Exercise objective:
Please return every line in the following data that includes the string "hand".

Dataset records:
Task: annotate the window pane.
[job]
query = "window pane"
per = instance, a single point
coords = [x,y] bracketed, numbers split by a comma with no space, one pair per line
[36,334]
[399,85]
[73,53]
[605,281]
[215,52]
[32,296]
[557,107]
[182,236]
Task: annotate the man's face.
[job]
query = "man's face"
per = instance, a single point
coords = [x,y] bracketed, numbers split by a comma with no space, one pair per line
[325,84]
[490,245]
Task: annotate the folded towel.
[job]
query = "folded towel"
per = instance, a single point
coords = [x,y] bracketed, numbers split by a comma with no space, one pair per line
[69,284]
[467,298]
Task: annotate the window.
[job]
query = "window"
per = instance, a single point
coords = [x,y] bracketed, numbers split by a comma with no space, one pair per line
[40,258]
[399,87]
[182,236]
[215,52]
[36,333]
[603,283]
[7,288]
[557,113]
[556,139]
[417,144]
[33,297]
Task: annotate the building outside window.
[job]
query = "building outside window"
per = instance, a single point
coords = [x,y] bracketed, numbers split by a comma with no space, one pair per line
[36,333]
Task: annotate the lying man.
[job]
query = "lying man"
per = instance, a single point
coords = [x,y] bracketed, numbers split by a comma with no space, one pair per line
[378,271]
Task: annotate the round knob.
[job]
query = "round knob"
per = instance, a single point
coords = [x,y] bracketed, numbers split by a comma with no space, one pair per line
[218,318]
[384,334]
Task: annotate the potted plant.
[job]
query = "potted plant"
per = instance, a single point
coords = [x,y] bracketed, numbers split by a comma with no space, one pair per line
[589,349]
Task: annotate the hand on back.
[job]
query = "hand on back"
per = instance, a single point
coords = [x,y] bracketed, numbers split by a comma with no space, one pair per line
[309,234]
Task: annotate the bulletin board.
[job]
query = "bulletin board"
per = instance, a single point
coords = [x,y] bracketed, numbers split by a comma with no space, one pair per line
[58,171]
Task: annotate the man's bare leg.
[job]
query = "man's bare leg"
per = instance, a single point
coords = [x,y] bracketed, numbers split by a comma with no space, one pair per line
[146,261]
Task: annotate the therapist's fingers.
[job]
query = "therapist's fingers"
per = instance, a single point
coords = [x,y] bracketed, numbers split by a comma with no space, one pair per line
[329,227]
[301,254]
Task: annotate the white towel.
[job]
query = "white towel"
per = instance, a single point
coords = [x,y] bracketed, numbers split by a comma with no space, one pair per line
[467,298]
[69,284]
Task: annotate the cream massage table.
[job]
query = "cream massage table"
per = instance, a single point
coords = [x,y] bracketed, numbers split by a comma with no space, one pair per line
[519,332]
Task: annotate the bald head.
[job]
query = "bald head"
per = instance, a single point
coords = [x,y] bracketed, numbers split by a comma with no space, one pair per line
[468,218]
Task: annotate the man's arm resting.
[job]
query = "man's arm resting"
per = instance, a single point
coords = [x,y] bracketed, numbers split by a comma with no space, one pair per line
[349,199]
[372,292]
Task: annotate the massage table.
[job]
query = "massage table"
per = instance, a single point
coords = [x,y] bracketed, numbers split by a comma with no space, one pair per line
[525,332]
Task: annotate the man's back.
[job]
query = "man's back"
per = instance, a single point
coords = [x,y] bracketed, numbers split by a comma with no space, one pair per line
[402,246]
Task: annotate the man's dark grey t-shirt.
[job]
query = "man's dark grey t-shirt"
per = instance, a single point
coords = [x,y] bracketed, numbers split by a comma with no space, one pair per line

Task output:
Task: annotate the hand on back.
query = "hand on back"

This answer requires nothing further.